* _Exercise aim_
How many lines in the records below contain the string "target", with case taken into account? Reply with the number only.

* _Data for processing_
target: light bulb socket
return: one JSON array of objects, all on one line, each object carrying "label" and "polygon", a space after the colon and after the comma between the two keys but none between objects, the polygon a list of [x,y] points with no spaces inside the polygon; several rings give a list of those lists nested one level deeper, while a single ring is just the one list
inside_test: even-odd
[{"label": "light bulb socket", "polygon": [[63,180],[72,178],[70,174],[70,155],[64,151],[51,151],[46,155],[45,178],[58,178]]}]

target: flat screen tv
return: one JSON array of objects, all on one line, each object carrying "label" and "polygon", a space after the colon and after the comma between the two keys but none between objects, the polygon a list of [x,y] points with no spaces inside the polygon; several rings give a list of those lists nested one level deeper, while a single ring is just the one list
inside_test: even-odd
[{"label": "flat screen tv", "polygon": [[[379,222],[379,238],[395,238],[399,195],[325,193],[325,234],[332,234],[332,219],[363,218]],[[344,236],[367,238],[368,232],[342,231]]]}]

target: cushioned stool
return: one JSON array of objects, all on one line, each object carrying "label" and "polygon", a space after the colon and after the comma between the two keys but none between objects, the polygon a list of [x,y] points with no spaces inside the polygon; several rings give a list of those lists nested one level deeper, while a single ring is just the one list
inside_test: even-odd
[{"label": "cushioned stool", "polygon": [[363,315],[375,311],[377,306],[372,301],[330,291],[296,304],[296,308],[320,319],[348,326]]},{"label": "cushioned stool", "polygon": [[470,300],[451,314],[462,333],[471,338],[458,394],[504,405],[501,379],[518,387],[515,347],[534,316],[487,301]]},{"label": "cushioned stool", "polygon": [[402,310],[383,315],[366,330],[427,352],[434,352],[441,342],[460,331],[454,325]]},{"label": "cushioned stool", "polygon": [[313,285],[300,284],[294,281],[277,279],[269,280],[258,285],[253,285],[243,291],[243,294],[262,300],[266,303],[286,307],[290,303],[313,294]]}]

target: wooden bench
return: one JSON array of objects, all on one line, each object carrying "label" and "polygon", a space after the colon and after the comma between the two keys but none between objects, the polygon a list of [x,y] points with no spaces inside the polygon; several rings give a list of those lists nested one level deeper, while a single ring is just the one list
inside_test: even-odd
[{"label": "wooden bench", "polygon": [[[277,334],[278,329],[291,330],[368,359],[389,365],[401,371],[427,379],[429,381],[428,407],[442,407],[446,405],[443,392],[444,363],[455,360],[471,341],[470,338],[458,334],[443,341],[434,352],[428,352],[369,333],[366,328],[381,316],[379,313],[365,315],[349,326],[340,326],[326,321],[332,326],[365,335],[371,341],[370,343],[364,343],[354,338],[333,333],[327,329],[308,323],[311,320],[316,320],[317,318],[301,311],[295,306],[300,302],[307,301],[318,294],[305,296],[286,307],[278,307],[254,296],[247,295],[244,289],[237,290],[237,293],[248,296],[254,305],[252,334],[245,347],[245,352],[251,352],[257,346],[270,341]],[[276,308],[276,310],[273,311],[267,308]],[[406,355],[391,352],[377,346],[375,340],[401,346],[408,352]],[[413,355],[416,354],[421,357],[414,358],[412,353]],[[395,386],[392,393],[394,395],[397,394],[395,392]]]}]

* _Exercise response_
4